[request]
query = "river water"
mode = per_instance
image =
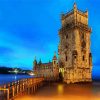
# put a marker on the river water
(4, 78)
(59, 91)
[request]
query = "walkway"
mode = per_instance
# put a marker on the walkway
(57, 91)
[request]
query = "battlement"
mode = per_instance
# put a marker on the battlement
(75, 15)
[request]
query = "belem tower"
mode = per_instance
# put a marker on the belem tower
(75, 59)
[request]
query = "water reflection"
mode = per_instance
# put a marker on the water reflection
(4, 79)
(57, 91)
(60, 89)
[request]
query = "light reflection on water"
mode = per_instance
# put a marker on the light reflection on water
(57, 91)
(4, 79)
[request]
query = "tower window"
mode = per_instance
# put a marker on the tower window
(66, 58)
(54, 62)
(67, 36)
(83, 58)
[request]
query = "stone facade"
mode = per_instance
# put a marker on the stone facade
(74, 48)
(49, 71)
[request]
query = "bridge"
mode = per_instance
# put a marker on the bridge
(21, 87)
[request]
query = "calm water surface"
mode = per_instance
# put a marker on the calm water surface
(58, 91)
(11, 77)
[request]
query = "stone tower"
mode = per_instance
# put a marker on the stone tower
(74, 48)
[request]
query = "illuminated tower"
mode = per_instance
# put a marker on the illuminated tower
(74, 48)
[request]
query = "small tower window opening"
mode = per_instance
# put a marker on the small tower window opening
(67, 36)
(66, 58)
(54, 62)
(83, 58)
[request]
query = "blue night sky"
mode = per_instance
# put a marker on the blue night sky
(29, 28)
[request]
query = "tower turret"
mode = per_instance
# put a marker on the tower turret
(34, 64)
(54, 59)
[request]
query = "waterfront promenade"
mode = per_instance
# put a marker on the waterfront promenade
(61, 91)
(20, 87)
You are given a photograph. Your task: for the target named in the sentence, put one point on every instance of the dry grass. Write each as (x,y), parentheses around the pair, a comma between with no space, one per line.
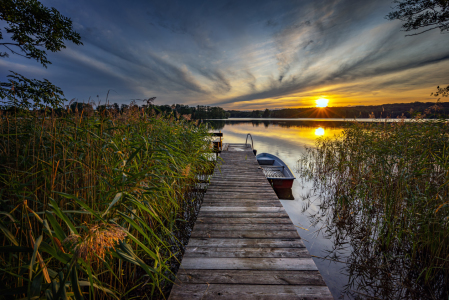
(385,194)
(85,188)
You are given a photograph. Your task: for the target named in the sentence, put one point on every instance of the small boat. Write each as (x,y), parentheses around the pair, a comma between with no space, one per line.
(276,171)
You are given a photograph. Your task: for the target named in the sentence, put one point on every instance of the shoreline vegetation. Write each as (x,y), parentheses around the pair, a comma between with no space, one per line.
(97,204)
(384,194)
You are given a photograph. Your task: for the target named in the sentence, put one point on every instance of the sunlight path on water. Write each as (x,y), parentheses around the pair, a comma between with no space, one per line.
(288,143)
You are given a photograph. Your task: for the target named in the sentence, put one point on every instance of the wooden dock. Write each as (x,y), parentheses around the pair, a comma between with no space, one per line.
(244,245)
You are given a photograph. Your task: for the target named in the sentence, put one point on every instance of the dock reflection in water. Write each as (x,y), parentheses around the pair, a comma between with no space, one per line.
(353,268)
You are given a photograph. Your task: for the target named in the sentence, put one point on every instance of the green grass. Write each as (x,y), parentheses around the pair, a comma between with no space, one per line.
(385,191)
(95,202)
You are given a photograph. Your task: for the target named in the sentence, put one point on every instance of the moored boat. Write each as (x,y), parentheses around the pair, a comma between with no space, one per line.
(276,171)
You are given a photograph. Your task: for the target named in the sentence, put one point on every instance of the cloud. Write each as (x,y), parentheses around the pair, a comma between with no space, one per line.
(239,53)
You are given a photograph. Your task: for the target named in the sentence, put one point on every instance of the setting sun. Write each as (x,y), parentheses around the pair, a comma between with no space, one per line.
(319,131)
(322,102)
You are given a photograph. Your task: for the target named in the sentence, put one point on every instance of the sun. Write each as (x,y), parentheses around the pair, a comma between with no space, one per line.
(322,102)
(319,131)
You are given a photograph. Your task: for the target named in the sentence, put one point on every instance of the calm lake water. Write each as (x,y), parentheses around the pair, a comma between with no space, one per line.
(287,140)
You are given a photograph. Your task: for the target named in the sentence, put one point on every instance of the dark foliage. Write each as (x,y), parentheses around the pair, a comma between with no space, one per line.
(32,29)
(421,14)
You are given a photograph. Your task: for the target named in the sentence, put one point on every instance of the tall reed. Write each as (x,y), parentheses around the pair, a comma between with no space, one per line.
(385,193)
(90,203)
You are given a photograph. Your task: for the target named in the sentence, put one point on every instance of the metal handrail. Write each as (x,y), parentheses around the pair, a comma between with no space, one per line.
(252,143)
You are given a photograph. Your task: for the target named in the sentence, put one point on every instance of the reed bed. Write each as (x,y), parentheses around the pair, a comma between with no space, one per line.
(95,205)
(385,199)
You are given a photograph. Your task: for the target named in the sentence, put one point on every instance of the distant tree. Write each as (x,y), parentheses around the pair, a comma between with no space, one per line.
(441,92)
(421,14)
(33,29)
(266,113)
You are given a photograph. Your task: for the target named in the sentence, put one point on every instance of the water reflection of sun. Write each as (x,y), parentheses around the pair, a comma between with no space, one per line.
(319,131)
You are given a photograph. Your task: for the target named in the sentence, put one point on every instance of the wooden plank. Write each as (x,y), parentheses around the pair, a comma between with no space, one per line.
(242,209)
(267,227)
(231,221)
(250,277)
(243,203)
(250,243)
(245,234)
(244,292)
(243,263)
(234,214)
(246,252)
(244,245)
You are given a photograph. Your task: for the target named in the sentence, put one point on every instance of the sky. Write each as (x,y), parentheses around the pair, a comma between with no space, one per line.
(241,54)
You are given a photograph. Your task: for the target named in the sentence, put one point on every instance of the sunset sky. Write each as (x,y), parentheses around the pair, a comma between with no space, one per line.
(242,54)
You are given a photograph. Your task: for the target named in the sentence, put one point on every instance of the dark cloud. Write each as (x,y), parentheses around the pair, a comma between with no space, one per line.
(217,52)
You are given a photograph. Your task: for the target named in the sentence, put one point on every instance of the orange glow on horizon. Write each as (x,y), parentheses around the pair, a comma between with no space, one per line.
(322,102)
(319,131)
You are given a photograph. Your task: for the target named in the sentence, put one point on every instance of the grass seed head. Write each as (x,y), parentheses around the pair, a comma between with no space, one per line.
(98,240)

________________________________________

What to do — Restate the full listing verbatim and drop every picture.

Answer to this exercise —
[request]
query = "river water"
mode = per_instance
image =
# put a marker on the river water
(4, 78)
(59, 91)
[request]
query = "walkway"
mode = per_instance
# put a marker on the walkway
(57, 91)
[request]
query = "battlement"
mode = per_instance
# put a marker on the battlement
(75, 15)
[request]
query = "belem tower"
mode = per_instance
# put a marker on the belem tower
(75, 59)
[request]
query = "water reflection"
mode = per_instance
# put a marker on the water reflection
(4, 79)
(57, 91)
(60, 89)
[request]
query = "light reflection on water"
mode = per_instance
# put a marker on the light reflection on water
(57, 91)
(4, 79)
[request]
query = "tower window"
mode = per_instance
# put a marker on the tower window
(66, 58)
(54, 62)
(67, 36)
(83, 58)
[request]
query = "stone facade"
mode = per_instance
# put a marker on the stone facade
(74, 48)
(49, 71)
[request]
query = "bridge"
mode = per_instance
# put a marker on the bridge
(21, 87)
[request]
query = "calm water surface"
mode = per_instance
# put a marker on the calm water surface
(58, 91)
(11, 77)
[request]
query = "stone tower"
mode = per_instance
# put a marker on the stone tower
(74, 48)
[request]
query = "illuminated tower"
mode = per_instance
# put a marker on the illuminated tower
(74, 48)
[request]
query = "small tower window opening"
mode = per_instance
# put a marker on the small tower window opening
(67, 36)
(66, 58)
(54, 62)
(83, 58)
[request]
query = "blue night sky"
mode = per_instance
# put a marker on the blue night sky
(29, 28)
[request]
query = "tower turret"
mode = per_instance
# put a marker on the tower turret
(34, 64)
(54, 59)
[request]
query = "waterfront promenade"
mode = per_instance
# put a marker on the waterfront promenade
(61, 91)
(20, 87)
You are given a photograph. Your task: for the target named in the sentence, put one point on every instance of the dry grass. Write each as (x,y), parentheses around the pair, a comma between with no space, one per line.
(385,194)
(85,188)
You are given a photograph. Your task: for the target named in the sentence, put one point on every instance of the small boat. Write each as (x,y), parentheses around the pair, a comma between with no space, one per line.
(276,171)
You are given a photograph. Your task: for the target named in the sentence, put one point on every instance of the shoreline vegetation. Write each as (x,y), parentheses around the pair, a comma between with no space, one per line.
(97,204)
(384,194)
You are given a photograph. Your task: for the target named in the sentence, put one point on every instance of the sunlight path on water. Write each as (x,y), parentheses around the pair, a comma between with no space, one per line.
(288,143)
You are given a photograph. Your task: for the target named in the sentence, put one point on every instance of the wooden dock. Write each as (x,y), parentheses around the pair, a comma between with no space, one per line.
(244,245)
You are given a photograph. Your task: for the target named in the sentence, put one point on every instance of the dock reflection in water. Write each as (x,y), parentheses around the pair, a comma between with no space, one per line.
(353,268)
You are given a photograph. Your task: for the target named in the sentence, put one point on every instance of the green grass. Write each as (x,y), parentheses around the pair, a comma between with no space, one per line.
(385,191)
(95,202)
You are given a photograph. Your task: for the target named in the sentence, put one point on every instance of the moored boat. Write each as (x,y), parentheses around the pair, a comma between with no space, one per line.
(276,171)
You are given a photograph. Your task: for the target named in the sentence, put one point on every instance of the cloud. Write each as (x,y), parentheses around the pair, a comma between with no space, one per line.
(239,53)
You are given a photograph. Your task: for the target named in the sentence, put one point on every instance of the setting sun. Write each as (x,y), parentheses around the pair, a comma between with no space, one per line.
(319,131)
(322,102)
You are given a photograph. Your task: for the target named in the sentence, put one point on every instance of the sun. Write each as (x,y), parentheses around the pair, a comma between with no space, one per line.
(322,102)
(319,131)
You are given a photograph. Your task: for the target named in the sentence, put one point on every instance of the calm lake water. Write each as (x,y), parentheses around the pair, a comma between with no space, one per line.
(287,140)
You are given a photograph. Your task: for the target named in the sentence, put one point on every instance of the dark foliage. Write each as (x,y), parentheses around the pair, a comma between with no space, one per line.
(32,29)
(421,14)
You are given a photograph. Your task: for the target named in the sentence, put one point on every instance of the tall reed. Write each as (x,y), parentheses around the pair, a comma between with no space, one per line.
(385,193)
(90,203)
You are given a photograph. Your task: for the target named in the sentence, put one point on every instance of the metal handrail. Write each as (x,y), parentheses around the pair, a comma between with no space, one per line.
(252,143)
You are given a photograph. Your task: for the target named in the sentence, put one point on every instance of the reed bed. Write each as (x,y), parentheses around the pair, a comma between with no space, one per line.
(95,205)
(385,199)
You are given a photograph. Your task: for the target named in the sentence, put one point on every instance of the distant tree. Write each as (x,y), parentheses around the pair, a comma between with no space, one per line.
(441,92)
(421,14)
(33,29)
(266,113)
You are given a photograph. Your task: for the target named in the sentence, put one point on every instance of the water reflection of sun. Write each as (x,y), parentheses around the pair, a comma between with no space, one per line.
(319,131)
You are given a photograph. Your task: for the target named in the sentence, put one point on every instance of the wooden plank. Write each as (x,y), parentheses around the pair, a comma between with no space, one per line.
(242,209)
(267,227)
(231,221)
(250,277)
(243,203)
(250,243)
(245,234)
(244,292)
(243,263)
(234,214)
(246,252)
(244,245)
You are given a photograph. Your task: for the target named in the sentence, put one point on every instance of the sky. Write each as (x,y), parentheses around the pair, a comma between with no space, one per line.
(241,54)
You are given a photograph. Your task: for the target named in the sentence, put one point on every instance of the sunset sky. Write each as (x,y), parentheses around the pair, a comma between with no space, one per line.
(242,54)
You are given a photograph. Your task: for the target named in the sentence, put one point on every instance of the dark cloud. Write each as (x,y), parentheses around the pair, a comma between with no space, one per line.
(217,52)
You are given a photograph. Your task: for the target named in the sentence, put one point on every instance of the orange glow on horizon. Write each as (x,y), parentheses around the pair, a comma between with no space, one per line.
(322,102)
(319,131)
You are given a photograph. Your task: for the target named in the sentence, put one point on every instance of the grass seed head. Write each as (x,y), parentheses around the pair, a comma between with no space, one per line.
(98,240)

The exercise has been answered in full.